- EXERCISE MATERIALS:
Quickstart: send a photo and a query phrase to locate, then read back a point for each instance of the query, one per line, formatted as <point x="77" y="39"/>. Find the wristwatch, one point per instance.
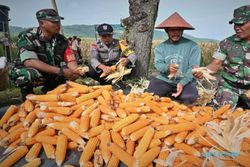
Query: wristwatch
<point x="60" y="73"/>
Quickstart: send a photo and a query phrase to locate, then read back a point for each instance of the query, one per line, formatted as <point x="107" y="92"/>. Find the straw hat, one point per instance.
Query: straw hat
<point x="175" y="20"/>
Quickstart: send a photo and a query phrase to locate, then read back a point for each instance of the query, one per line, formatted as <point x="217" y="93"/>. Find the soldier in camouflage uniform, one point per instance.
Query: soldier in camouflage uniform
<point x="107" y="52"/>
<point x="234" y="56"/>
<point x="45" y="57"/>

...

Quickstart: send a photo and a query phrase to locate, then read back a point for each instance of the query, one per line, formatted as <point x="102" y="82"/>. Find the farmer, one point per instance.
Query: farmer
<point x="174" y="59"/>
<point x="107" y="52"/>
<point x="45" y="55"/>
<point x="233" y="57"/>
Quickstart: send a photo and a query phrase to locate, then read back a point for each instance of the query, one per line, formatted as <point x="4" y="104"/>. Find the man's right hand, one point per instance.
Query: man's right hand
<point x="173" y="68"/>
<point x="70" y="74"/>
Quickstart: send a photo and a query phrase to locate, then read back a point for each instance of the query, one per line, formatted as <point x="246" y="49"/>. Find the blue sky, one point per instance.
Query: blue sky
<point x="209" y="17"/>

==

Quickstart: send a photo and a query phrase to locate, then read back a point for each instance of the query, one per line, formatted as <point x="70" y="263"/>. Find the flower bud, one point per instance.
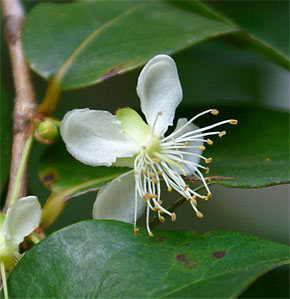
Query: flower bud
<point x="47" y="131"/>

- AIM OF THE TASK:
Pull out each line above that contains the string "hand", treating uppercase and lowercase as different.

- RESULT OF THE EXERCISE:
Quickstart: send a photo and a query phrase to locate, then read back a point for each instance of the query, one per line, formatted as <point x="4" y="104"/>. Find the man's right hand, one point per instance.
Query: man's right hand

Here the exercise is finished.